> _WHAT YOU ARE ASKED TO DO_
Each record needs to be echoed exactly; can you do that?

[Collected data]
******************************

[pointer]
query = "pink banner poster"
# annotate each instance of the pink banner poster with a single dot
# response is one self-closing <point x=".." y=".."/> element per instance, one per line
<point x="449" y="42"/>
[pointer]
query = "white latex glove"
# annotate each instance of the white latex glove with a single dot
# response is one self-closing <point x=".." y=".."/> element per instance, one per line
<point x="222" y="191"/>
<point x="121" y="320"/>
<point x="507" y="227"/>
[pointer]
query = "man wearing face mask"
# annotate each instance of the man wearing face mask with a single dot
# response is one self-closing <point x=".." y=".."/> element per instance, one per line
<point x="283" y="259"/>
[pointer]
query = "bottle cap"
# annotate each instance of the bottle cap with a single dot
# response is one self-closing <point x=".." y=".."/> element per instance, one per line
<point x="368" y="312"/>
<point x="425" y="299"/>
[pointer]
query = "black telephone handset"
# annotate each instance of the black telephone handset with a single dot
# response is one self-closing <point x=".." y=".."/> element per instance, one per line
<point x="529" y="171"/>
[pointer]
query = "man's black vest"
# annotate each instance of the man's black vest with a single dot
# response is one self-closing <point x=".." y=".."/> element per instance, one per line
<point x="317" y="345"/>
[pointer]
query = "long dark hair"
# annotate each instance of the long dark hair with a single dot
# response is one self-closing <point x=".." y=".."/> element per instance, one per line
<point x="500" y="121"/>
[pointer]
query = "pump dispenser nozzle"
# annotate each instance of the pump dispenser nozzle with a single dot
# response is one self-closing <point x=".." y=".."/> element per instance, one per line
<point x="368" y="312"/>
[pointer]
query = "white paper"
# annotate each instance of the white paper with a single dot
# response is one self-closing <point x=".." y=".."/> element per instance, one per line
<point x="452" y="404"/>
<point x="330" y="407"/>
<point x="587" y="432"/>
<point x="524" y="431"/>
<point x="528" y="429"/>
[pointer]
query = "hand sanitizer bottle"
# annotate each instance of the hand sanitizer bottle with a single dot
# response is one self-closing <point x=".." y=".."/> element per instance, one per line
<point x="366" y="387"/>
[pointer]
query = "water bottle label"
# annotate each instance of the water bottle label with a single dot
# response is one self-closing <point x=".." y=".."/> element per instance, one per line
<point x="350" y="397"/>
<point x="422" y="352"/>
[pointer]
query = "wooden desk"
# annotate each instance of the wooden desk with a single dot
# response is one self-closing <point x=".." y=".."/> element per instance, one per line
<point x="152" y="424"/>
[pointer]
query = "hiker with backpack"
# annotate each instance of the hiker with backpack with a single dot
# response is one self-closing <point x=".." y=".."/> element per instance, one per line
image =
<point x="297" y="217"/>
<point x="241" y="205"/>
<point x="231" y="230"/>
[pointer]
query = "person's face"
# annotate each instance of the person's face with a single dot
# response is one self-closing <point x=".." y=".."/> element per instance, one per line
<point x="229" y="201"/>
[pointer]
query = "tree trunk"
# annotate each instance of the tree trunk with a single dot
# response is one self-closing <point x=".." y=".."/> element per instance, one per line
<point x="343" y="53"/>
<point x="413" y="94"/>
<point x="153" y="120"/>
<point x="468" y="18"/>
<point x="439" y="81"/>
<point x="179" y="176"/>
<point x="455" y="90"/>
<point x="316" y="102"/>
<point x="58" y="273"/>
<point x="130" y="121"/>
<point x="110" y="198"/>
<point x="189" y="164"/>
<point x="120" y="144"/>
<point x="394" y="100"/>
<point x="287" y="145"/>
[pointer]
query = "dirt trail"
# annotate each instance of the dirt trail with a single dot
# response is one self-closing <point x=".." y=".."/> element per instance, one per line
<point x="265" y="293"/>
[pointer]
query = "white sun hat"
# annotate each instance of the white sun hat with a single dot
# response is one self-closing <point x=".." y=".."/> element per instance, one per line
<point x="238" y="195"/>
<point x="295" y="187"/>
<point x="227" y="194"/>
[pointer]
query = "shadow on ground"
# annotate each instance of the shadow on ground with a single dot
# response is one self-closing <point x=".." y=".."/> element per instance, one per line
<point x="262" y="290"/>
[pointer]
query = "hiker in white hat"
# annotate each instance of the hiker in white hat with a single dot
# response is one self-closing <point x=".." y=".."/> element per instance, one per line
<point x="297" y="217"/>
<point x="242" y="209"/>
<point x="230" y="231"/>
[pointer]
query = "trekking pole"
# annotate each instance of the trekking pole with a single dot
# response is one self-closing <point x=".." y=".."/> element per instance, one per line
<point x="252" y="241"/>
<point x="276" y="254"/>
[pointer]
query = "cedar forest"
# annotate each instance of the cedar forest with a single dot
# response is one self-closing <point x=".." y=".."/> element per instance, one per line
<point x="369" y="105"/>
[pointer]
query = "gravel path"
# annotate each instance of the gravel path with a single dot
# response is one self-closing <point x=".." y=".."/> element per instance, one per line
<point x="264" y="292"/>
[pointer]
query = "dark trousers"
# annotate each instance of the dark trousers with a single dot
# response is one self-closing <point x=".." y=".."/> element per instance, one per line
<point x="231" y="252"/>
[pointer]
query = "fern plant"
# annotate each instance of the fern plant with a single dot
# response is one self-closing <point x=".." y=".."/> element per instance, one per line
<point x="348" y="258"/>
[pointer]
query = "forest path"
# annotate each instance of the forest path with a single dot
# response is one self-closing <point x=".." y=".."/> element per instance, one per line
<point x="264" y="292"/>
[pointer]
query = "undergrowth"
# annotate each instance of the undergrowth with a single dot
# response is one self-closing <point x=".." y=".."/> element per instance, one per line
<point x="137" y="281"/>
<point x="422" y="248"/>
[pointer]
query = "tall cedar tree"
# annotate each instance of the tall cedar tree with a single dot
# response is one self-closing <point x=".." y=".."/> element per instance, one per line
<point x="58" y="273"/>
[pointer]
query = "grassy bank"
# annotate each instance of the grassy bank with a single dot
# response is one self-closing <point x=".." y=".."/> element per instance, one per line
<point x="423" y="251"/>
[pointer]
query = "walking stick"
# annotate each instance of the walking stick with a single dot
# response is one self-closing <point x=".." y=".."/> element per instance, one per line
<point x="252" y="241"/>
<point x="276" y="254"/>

******************************

> _THE SOLUTION_
[pointer]
query = "pink banner poster"
# annotate each instance of the pink banner poster with a single dot
# response is one self-closing <point x=".." y=".."/> element per instance, one per line
<point x="449" y="42"/>
[pointer]
query = "white latex glove"
# annotate each instance of the white latex glove with a single dot
# response is one self-closing <point x=".." y=".."/> element per instance, one per line
<point x="222" y="191"/>
<point x="121" y="320"/>
<point x="507" y="227"/>
[pointer]
query = "man wearing face mask"
# annotate each instance of the man wearing face mask with a single dot
# response is one self-closing <point x=".." y=".."/> element per instance, one per line
<point x="283" y="259"/>
[pointer]
query = "bottle cap"
# annotate each instance of the bottle cap with a single dot
# response is one self-closing <point x=".." y=".."/> element per instance, one per line
<point x="368" y="312"/>
<point x="425" y="299"/>
[pointer]
query = "black telephone handset"
# annotate each instance of the black telephone handset with a single dot
# response is one self-closing <point x=".." y=".."/> element per instance, one per line
<point x="529" y="171"/>
[pointer]
query = "man's black vest"
# annotate each instance of the man's black vest with a single dot
# response is one self-closing <point x=".." y=".."/> element per instance, one per line
<point x="317" y="345"/>
[pointer]
query = "long dark hair"
# annotate each instance of the long dark hair with a single dot
# response is one self-closing <point x=".." y=".."/> element per instance, one per line
<point x="500" y="121"/>
[pointer]
query = "pump dispenser nozzle"
# annotate each instance of the pump dispenser nozzle with a single dot
# response is one self-closing <point x=".." y=".."/> element per instance, one per line
<point x="368" y="312"/>
[pointer]
query = "white paper"
# annotate each instance of the white paper with a single dot
# response is one self-closing <point x=".." y=".."/> element per instance, one per line
<point x="452" y="404"/>
<point x="330" y="407"/>
<point x="587" y="432"/>
<point x="524" y="431"/>
<point x="528" y="429"/>
[pointer]
query = "hand sanitizer bottle"
# annotate each instance of the hand sanitizer bottle with a single dot
# response is one self-closing <point x=".." y=".."/> element per instance, one per line
<point x="366" y="387"/>
[pointer]
query = "water bottle label"
# annotate each instance of the water bottle label with a single dot
# response is one self-closing <point x=".." y=".."/> element per instance, one per line
<point x="350" y="397"/>
<point x="422" y="352"/>
[pointer]
query = "wooden desk"
# annotate each instance of the wooden desk with a single dot
# response is one self-closing <point x=".." y=".."/> element per instance, one per line
<point x="152" y="424"/>
[pointer]
query = "hiker with backpack"
# annotate each instance of the hiker with backpack with a single dot
# response is one self-closing <point x=".." y=".."/> element per instance, one per line
image =
<point x="297" y="217"/>
<point x="241" y="205"/>
<point x="231" y="230"/>
[pointer]
query = "person's face"
# annotate each instance of the person's face with a single dot
# response is one self-closing <point x=".." y=".."/> element per instance, one per line
<point x="229" y="201"/>
[pointer]
query = "tree trunk"
# annotate each instance of the tree trunk with a single dot
# response is one self-closing <point x=".." y=".."/> element per instance, one per line
<point x="343" y="53"/>
<point x="413" y="94"/>
<point x="153" y="120"/>
<point x="468" y="18"/>
<point x="439" y="81"/>
<point x="179" y="176"/>
<point x="455" y="90"/>
<point x="316" y="102"/>
<point x="58" y="273"/>
<point x="130" y="121"/>
<point x="110" y="198"/>
<point x="189" y="164"/>
<point x="120" y="144"/>
<point x="394" y="100"/>
<point x="287" y="145"/>
[pointer]
query = "dirt trail"
# annotate each instance of the dirt trail with a single dot
# response is one self-closing <point x=".." y=".."/> element per instance, one per line
<point x="265" y="293"/>
[pointer]
query = "white sun hat"
# annotate each instance of the white sun hat with a single dot
# response is one self-closing <point x=".." y=".."/> element per instance, one per line
<point x="238" y="195"/>
<point x="295" y="187"/>
<point x="227" y="194"/>
[pointer]
query = "shadow on ground"
# annotate each instance of the shadow on ground with a single dot
# response is one self-closing <point x=".." y=".."/> element per instance, one per line
<point x="262" y="290"/>
[pointer]
query = "hiker in white hat"
# annotate each instance of the hiker in white hat with a single dot
# response is one self-closing <point x=".." y=".."/> element per instance, one per line
<point x="297" y="217"/>
<point x="242" y="209"/>
<point x="230" y="231"/>
[pointer]
query = "trekking pole"
# annotate each instance of the trekking pole with a single dot
# response is one self-closing <point x=".." y=".."/> element per instance, one per line
<point x="252" y="241"/>
<point x="276" y="254"/>
[pointer]
query = "cedar forest"
# annotate each instance of the cedar forest with a single dot
# response is one self-closing <point x=".." y=".."/> element per instance, one per line
<point x="369" y="105"/>
[pointer]
query = "gravel path"
# annotate each instance of the gravel path with a single dot
# response is one self-closing <point x=".." y=".."/> element per instance, one per line
<point x="264" y="292"/>
[pointer]
query = "dark trousers"
# annotate each instance of the dark trousers with a single dot
# response is one self-closing <point x=".." y=".."/> element per instance, one per line
<point x="231" y="252"/>
[pointer]
query = "fern plant"
# annotate each instance of the fern plant with a single dot
# response is one self-closing <point x=".." y=".."/> element per instance, one per line
<point x="348" y="258"/>
[pointer]
query = "forest path"
# annotate each instance of the forest path with a single dot
# response is one self-closing <point x=".." y=".."/> element per instance, one per line
<point x="264" y="292"/>
[pointer]
query = "undergrowth"
# annotate each instance of the undergrowth with a single dot
# response is one self-closing <point x=".." y=".."/> element per instance, one per line
<point x="137" y="281"/>
<point x="422" y="248"/>
[pointer]
query = "tall cedar tree"
# annotate each instance of the tall cedar tree with a single dot
# response is one self-closing <point x=".." y=".."/> element per instance, one per line
<point x="58" y="273"/>
[pointer]
query = "grassy bank"
# annotate each instance of the grassy bank with a single dot
# response is one self-closing <point x=".." y=".."/> element per instance, one per line
<point x="423" y="251"/>
[pointer]
query = "walking stick"
# annotate each instance of the walking stick with a single dot
# response is one self-closing <point x=".." y=".."/> element per instance, one per line
<point x="252" y="241"/>
<point x="276" y="254"/>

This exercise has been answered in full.